### What is needed
According to the advisory on the Milesight UG67 gateway, which firmware version fixes the undocumented default password?

### Text block
──────────

Advisory: Milesight UG67: Undocumented Default Password


The Milesight UG67 Outdoor LoRaWAN Gateway has an undocumented user account
'pyuser' with the guessable password 'ur123456'.


### Details

- Product: Milesight UG67 Outdoor LoRaWAN Gateway
- Affected Versions: 60.0.0.42-r5, likely others
- Fixed Versions: 60.0.0.44
- Vulnerability Type: Undocumented Default Password
- Security Risk: low
- Vendor URL: https://www.milesight.com/iot/product/lorawan-gateway/ug67
- Vendor Status: fixed version released
- Advisory URL: https://www.redteam-pentesting.de/advisories/rt-sa-2024-002
- Advisory Status: published
- CVE: CVE-2024-47862
- CVE URL: https://cve.mitre.org/cgi-bin/cvename.cgi?name=CVE-2024-47862


### Introduction

The Milesight UG67 is a robust outdoor LoRaWAN® gateway designed for outdoor
deployments.

──────────

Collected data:
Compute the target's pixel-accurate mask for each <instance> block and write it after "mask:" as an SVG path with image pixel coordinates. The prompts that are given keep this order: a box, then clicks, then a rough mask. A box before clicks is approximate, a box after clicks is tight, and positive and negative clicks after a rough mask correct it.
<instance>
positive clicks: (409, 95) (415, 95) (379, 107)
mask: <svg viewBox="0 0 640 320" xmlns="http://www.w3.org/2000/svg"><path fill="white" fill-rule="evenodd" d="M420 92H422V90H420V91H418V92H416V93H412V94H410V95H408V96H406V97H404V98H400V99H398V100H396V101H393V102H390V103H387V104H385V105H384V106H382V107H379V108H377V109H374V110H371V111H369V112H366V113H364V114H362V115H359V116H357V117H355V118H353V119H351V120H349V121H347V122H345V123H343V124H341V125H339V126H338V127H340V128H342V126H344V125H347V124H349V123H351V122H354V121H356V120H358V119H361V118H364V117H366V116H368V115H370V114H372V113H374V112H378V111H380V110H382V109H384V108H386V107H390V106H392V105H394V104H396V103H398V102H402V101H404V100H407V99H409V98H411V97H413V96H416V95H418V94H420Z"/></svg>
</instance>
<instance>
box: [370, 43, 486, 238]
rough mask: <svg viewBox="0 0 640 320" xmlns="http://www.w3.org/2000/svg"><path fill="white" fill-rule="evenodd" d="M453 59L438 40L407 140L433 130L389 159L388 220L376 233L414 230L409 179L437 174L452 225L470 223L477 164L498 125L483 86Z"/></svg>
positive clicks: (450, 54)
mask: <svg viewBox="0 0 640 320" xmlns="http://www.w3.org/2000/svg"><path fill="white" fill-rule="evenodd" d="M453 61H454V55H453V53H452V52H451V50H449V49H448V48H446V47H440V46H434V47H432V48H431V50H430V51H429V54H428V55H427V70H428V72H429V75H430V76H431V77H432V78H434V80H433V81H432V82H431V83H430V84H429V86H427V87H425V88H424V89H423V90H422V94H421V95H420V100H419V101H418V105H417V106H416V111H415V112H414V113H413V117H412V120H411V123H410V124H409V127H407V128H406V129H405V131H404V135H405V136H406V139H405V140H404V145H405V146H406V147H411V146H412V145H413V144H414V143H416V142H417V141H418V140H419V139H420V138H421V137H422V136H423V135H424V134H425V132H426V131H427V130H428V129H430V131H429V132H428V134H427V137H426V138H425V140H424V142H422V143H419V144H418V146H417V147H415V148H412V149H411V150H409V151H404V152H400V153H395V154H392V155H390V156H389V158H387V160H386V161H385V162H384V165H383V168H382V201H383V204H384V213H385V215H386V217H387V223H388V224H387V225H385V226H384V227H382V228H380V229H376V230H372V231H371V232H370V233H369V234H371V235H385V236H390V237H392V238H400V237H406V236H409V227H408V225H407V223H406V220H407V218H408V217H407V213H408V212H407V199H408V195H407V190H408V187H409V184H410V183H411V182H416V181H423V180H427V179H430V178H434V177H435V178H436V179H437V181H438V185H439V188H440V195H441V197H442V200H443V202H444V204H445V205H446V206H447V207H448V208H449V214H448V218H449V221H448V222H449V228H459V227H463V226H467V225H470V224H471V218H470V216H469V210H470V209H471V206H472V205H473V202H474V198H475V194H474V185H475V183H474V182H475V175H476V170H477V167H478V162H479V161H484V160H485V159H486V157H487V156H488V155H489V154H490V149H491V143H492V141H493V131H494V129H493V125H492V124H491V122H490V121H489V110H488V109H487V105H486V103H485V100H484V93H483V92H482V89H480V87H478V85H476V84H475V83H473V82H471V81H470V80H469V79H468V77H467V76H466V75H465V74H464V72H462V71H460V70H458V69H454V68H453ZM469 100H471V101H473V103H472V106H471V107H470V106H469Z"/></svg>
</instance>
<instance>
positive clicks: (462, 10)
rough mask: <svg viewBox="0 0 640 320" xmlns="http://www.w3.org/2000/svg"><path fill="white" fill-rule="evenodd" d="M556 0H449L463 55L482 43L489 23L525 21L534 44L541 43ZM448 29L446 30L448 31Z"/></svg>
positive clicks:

──────────

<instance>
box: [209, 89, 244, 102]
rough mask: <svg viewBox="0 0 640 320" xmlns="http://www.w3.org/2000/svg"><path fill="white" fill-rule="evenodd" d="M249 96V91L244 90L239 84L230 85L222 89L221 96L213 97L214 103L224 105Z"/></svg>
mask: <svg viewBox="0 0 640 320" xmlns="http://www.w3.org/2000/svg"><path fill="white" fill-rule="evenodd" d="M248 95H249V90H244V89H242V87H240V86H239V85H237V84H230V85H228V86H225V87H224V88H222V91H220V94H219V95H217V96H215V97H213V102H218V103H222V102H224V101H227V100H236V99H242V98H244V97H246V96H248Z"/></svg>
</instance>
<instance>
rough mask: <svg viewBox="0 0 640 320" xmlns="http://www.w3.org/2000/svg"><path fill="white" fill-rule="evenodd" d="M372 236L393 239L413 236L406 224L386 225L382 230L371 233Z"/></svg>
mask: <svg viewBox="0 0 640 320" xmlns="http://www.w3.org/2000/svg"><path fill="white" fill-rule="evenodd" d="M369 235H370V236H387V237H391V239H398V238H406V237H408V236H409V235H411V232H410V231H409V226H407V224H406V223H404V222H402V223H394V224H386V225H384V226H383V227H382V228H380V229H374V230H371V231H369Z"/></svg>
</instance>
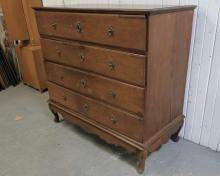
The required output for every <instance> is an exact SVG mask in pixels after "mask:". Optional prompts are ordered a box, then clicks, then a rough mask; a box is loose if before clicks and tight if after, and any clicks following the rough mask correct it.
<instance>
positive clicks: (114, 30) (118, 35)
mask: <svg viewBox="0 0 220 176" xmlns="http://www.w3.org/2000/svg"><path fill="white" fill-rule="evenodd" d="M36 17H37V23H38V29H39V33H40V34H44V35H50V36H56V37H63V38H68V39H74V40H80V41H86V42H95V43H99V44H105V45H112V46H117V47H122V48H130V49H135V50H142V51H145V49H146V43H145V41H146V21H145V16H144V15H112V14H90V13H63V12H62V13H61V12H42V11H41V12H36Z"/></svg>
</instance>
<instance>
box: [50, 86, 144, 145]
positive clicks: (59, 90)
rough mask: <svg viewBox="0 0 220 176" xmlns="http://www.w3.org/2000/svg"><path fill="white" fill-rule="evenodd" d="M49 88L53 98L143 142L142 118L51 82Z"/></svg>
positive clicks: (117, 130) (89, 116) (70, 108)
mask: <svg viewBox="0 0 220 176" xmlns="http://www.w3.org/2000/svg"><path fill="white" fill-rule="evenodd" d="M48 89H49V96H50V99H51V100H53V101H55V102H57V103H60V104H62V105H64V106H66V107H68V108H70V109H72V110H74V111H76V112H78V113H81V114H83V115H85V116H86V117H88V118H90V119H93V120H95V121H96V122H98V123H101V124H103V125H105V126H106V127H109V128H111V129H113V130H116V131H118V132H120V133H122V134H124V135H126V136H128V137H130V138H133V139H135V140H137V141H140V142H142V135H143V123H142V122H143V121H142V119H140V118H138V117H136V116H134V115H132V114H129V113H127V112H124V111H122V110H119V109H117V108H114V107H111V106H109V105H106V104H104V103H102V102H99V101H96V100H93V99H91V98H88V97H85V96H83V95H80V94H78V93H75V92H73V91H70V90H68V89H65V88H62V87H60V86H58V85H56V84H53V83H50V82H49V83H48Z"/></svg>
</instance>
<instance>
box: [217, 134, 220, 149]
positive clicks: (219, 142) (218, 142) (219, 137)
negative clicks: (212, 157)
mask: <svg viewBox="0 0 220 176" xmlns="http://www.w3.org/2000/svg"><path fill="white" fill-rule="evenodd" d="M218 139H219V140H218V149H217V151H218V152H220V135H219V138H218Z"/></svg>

──────────

### Answer space
Version 60.0.0.44 fixes it.